• [GESTELLTE AUFGABE]:
Geben Sie aus dem nachstehenden Lesetext zum Bau eines Pflanzenfilters den Abschnitt von „Das Sieb ist“ bis „(1. Juli 2014)“ wortgetreu wieder.

====== LESETEXT

Habe die drei Kammern jetzt mit dem 3mm Plexiglas abgeteilt und die Flansche eingesetzt.
Das Sieb ist leider immernoch nicht gekommen, da muss ich also noch warten.

Ich denke Bilder sagen mehr als tausend Worte, daher hier die Bilder dazu:


----------



## Maximoto (1. Juli 2014)

Ich könnte 

Kam mit dem Bau des Pflanzenfilters bis jetzt echt ganz gut vorwärts.
Am Wochenende erst den Kies rein, dann geflutet, alles dicht, dann auch die ersten Pflanzen eingesetzt (__ Schilf).
Dann wollte ich heute mit der Verrohrung weitermachen, doch gerade sehe ich auf einmal Wasser außen an einem Rohr. 
Alle Möglichkeiten durchgecheckt und es scheint so, als ob der Flansch für den Zulauf zur Drainage nicht richtig dicht ist.
Das Wasser läuft außen unterhalb vom Flansch runter.

Also heißt es jetzt Wasser wieder raus, Kies weg vom Flansch, alle Rohre raus und Flansch neu reinmachen und neu abdichten. Diesmal am besten dann auch komplett dicht! 

Das hat mir jetzt wirklich den ganzen Tag versaut!


----------



## Maximoto (7. Juli 2014)

Am Wochenende kam ich mit meinem Filter wieder etwas vorwärts.
Die Verrohrung vom Pflanzenfilter zum Teich steht und der Filter ist auch jetzt fertig bepflanzt und der Zulauf ist auch wieder dicht.

Zudem habe ich mal den SiFi getestet, läuft echt gut. Nur hab ich da ein kleines Problemchen. Habe den Filter getestet indem ich das Sieb einfach auf die beiden Zwischenwände gelegt habe und den Wasserzulauf direkt oben aufs Sieb gelegt habe. Läuft soweit auch ganz gut, aber das Wasser läuft auch teilweise unterm Sieb bis hin in die Schmutzkammer. Dadurch läuft die Schmutzkammer voll, ohne dass sich dort der Schmodder absetzen kann.

============
====== AUSGANGSDATEN

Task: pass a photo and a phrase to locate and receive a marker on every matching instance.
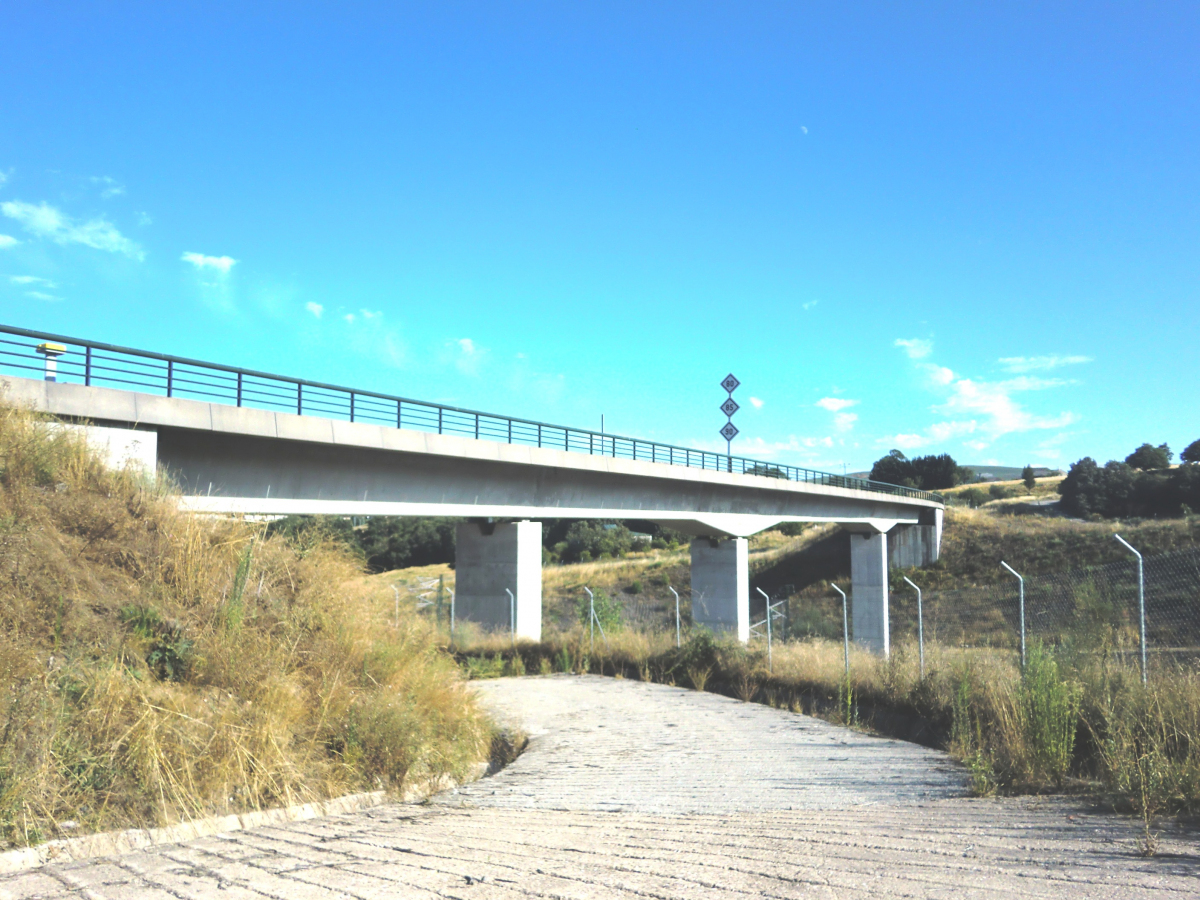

============

• [ANTWORT ZUR AUFGABE]:
Das Sieb ist leider immernoch nicht gekommen, da muss ich also noch warten.

Ich denke Bilder sagen mehr als tausend Worte, daher hier die Bilder dazu:


----------



## Maximoto (1. Juli 2014)